To do:
Write out every item below verbatim, reproducing each line without alteration.

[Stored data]
────────────────────────────────────────
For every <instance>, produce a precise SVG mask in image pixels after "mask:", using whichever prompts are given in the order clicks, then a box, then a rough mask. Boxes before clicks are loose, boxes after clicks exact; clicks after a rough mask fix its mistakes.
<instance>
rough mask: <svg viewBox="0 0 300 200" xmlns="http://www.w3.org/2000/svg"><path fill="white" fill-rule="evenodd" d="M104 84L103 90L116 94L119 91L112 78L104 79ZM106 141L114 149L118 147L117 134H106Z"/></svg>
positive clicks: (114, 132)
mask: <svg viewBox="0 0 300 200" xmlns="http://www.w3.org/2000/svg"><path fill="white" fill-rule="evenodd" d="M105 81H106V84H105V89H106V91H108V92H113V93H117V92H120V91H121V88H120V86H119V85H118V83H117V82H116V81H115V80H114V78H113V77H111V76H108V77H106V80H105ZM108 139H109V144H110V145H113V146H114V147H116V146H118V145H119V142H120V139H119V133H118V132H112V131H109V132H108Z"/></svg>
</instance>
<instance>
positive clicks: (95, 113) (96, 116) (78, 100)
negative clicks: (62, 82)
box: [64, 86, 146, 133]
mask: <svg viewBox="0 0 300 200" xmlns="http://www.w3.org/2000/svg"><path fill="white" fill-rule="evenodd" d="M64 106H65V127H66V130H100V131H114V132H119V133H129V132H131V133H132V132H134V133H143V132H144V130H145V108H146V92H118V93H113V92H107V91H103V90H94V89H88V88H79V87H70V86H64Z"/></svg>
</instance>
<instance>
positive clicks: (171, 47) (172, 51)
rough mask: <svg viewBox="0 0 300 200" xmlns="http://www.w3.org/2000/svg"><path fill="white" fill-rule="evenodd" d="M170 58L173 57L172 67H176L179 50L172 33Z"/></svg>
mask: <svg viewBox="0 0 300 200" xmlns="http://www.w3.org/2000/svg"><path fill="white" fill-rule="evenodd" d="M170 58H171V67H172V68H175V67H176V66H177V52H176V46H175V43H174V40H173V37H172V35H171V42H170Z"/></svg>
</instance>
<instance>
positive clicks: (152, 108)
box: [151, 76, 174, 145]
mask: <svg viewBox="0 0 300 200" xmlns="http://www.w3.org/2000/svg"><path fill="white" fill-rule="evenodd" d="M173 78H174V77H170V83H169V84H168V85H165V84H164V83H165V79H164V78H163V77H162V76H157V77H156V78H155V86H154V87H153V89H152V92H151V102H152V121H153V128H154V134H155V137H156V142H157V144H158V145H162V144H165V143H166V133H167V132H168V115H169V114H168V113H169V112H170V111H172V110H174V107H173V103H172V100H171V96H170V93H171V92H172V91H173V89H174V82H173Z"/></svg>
────────────────────────────────────────
Exercise response:
For every <instance>, produce a precise SVG mask in image pixels after "mask:", using whichever prompts are given in the order clicks, then a box, then a rough mask. Boxes before clicks are loose, boxes after clicks exact; clicks after a rough mask fix its mistakes.
<instance>
rough mask: <svg viewBox="0 0 300 200" xmlns="http://www.w3.org/2000/svg"><path fill="white" fill-rule="evenodd" d="M104 84L103 90L116 94L119 91L112 78L104 79ZM106 141L114 149L118 147L117 134H106Z"/></svg>
positive clicks: (114, 132)
mask: <svg viewBox="0 0 300 200" xmlns="http://www.w3.org/2000/svg"><path fill="white" fill-rule="evenodd" d="M105 81H106V84H105V89H106V91H108V92H113V93H117V92H120V91H121V88H120V86H119V85H118V83H117V82H116V81H115V80H114V78H113V77H111V76H108V77H106V80H105ZM108 139H109V144H110V145H113V146H114V147H116V146H118V145H119V142H120V139H119V133H118V132H112V131H109V132H108Z"/></svg>
</instance>
<instance>
positive clicks: (95, 113) (96, 116) (78, 100)
negative clicks: (62, 82)
box: [64, 86, 146, 133]
mask: <svg viewBox="0 0 300 200" xmlns="http://www.w3.org/2000/svg"><path fill="white" fill-rule="evenodd" d="M64 106H65V127H66V130H100V131H114V132H119V133H129V132H131V133H132V132H134V133H143V132H144V130H145V108H146V92H118V93H113V92H107V91H103V90H94V89H88V88H79V87H70V86H64Z"/></svg>
</instance>
<instance>
positive clicks: (171, 47) (172, 51)
rough mask: <svg viewBox="0 0 300 200" xmlns="http://www.w3.org/2000/svg"><path fill="white" fill-rule="evenodd" d="M170 58L173 57L172 67H176L179 50L172 33Z"/></svg>
mask: <svg viewBox="0 0 300 200" xmlns="http://www.w3.org/2000/svg"><path fill="white" fill-rule="evenodd" d="M170 58H171V67H172V68H175V67H176V66H177V52H176V46H175V43H174V40H173V37H172V35H171V42H170Z"/></svg>
</instance>
<instance>
positive clicks: (152, 108)
box: [151, 76, 174, 145]
mask: <svg viewBox="0 0 300 200" xmlns="http://www.w3.org/2000/svg"><path fill="white" fill-rule="evenodd" d="M173 78H174V77H170V83H169V84H168V85H165V84H164V83H165V79H164V78H163V77H162V76H157V77H156V78H155V86H154V87H153V89H152V92H151V102H152V121H153V128H154V134H155V137H156V142H157V144H158V145H162V144H165V143H166V133H167V132H168V115H169V114H168V113H169V112H170V111H172V110H174V107H173V103H172V100H171V96H170V93H171V92H172V91H173V89H174V82H173Z"/></svg>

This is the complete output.